Brano scelto |
··········

La giornalista Marina Ovsyannikova diventa il volto simbolo dell’informazione che smaschera Putin

«No alla guerra, stop alla guerra. Non credete alla propaganda, qui vi stanno mentendo». Firmato «I russi contro la guerra». Poche parole, ma tanto potenti da squarciare il velo della disinformazione che si stende sulla Grande Madre Russia.  Un guanto di sfida che Marina Ovsyannikova, giornalista di Russia 1, ha lanciato al presidente Putin in diretta nazionale mentre una sua collega stava conducendo il telegiornale.

Ovsyannikova di madre russa e padre ucraino poco prima dell’incursione aveva registrato e diffuso attraverso la sua pagina Instagram un videomessaggio. «Quello che avviene in Ucraina è un crimine. La Russia è il Paese aggressore. La responsabilità ricade su una sola persona: Putin. Mio padre è ucraino, mia madre è russa, e non sono mai stati nemici. La Russia deve fermare immediatamente questa guerra fratricida. Purtroppo negli ultimi anni ho lavorato nel Primo Canale, occupandomi della propaganda del Cremlino e ora ne provo molta vergogna, perché ho consentito di dire bugie alla nazione e di rendere zombie i russi. Abbiamo taciuto nel 2014, quando tutto questo era solo all’inizio. Non siamo scesi in piazza quando il Cremlino ha avvelenato Aleksej Navalny. Abbiamo solo osservato in silenzio questo regime disumano. E ora ci ha voltato le spalle tutto il mondo, e altre dieci generazioni non si potranno togliere la macchia di questa guerra».

Della giornalista non si sono avute notizie per più di 18 ore dopo l’esposizione del cartello e in molti si sono interrogati su quale fosse stato il suo destino. In mattinata, mentre su Twitter si moltiplicavano i messaggi «Dov’è Marina?», fonti della Bbc hanno riportato la notizia secondo cui neanche i suoi avvocati erano stati informati del posto in cui si trovi Ovsyannikova e di quali fossero le accuse a suo carico. Tra i primi a mobilitarsi a suo sostegno è stato Pavel Chikov, avvocato russo che si occupa di diritti umani. «Marina Ovsyannikova non è stata ancora trovata. È stata imprigionata per più di 12 ore» è stato uno dei suoi primi commenti su Twitter.

Mentre il mondo, a partire dalla Federazione europea del giornalismo fino ad arrivare all’Onu, si mobilita per chiedere il suo rilascio, l’agenzia di stampa governativa russa, la Tass, ha annunciato che la giornalista è stata arrestata a causa delle «azioni pubbliche volte a screditare l’uso delle forze armate della Federazione Russa al fine di proteggere gli interessi della Federazione russa e dei suoi cittadini, mantenere la pace e la sicurezza internazionale» e Dmitry Peskov, portavoce di Putin, ha definito il coraggioso gesto un atto di “teppismo”.

··········

Estratti di dati |
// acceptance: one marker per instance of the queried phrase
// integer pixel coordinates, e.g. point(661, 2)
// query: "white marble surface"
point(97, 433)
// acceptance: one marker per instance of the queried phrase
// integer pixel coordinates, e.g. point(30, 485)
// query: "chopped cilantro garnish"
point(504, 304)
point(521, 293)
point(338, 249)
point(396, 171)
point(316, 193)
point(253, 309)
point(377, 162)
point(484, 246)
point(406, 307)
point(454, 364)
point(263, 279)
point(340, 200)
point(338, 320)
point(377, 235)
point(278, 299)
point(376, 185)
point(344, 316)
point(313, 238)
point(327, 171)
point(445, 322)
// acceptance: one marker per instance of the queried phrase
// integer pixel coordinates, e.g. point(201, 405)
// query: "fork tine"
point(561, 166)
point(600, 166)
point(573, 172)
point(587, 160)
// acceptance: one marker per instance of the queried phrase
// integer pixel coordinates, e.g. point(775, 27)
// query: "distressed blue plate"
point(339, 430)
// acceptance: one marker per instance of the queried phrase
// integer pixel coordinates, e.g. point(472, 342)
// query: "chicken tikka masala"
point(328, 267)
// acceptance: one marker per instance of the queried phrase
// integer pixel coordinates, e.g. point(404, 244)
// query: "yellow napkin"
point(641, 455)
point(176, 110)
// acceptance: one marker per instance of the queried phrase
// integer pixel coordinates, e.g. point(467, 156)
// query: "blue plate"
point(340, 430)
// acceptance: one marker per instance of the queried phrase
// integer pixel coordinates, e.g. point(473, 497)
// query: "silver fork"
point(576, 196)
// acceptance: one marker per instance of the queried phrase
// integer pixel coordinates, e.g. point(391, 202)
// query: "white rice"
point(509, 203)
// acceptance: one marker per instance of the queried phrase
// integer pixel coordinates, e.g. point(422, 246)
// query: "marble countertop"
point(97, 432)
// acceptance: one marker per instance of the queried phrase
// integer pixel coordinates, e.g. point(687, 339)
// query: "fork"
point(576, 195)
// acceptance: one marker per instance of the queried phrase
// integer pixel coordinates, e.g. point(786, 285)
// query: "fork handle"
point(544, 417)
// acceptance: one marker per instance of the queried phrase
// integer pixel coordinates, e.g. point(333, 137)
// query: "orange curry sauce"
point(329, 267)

··········

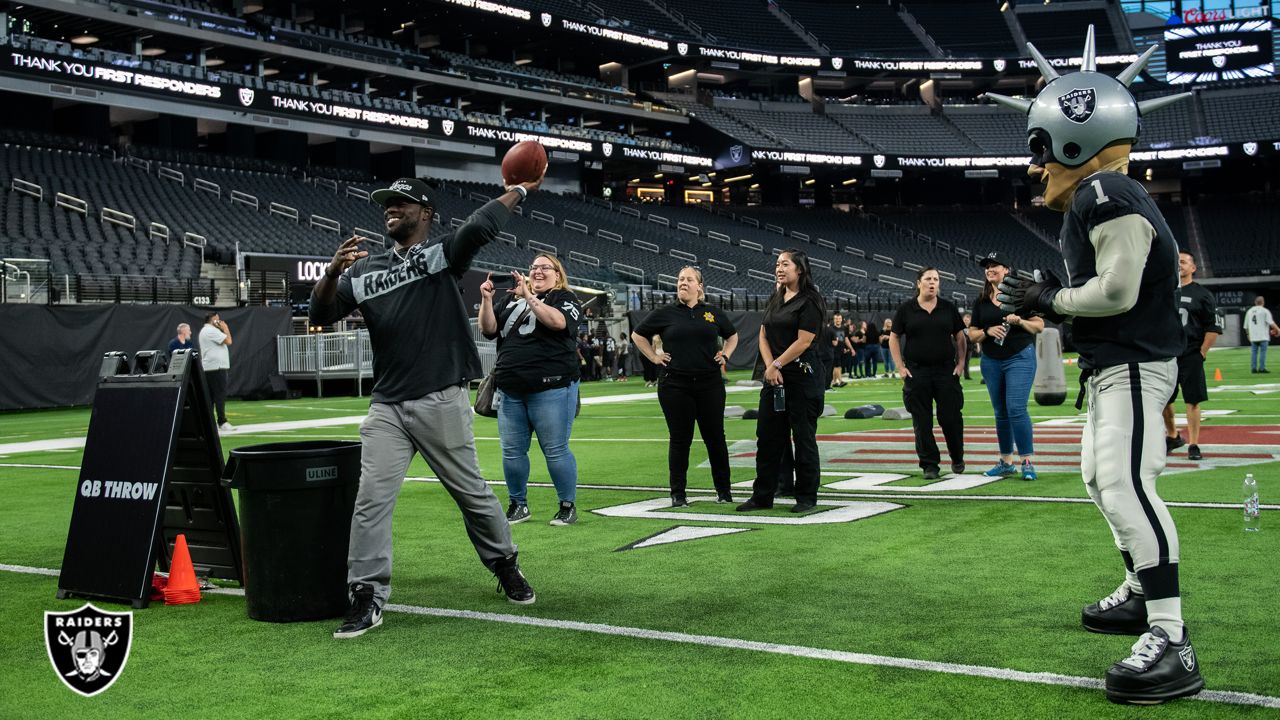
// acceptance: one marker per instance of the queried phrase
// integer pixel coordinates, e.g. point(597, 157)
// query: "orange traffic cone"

··········

I tuoi compiti |
1. Secondo l'articolo su Marina Ovsyannikova, per quanto tempo non si sono avute notizie della giornalista dopo l'esposizione del cartello?
2. Elenca tutte le persone indicate per nome nell'articolo su Marina Ovsyannikova.
3. Trascrivi dall'articolo su Marina Ovsyannikova il passo che inizia con "La giornalista Marina" e prosegue fino a "conducendo il telegiornale." compreso.
Le righe non hanno alcun legame con l'articolo su Marina Ovsyannikova.

Risposte fornite |
1. Per più di 18 ore.

2. Marina Ovsyannikova, Putin, Aleksej Navalny, Pavel Chikov, Dmitry Peskov

3.
La giornalista Marina Ovsyannikova diventa il volto simbolo dell’informazione che smaschera Putin

«No alla guerra, stop alla guerra. Non credete alla propaganda, qui vi stanno mentendo». Firmato «I russi contro la guerra». Poche parole, ma tanto potenti da squarciare il velo della disinformazione che si stende sulla Grande Madre Russia.  Un guanto di sfida che Marina Ovsyannikova, giornalista di Russia 1, ha lanciato al presidente Putin in diretta nazionale mentre una sua collega stava conducendo il telegiornale.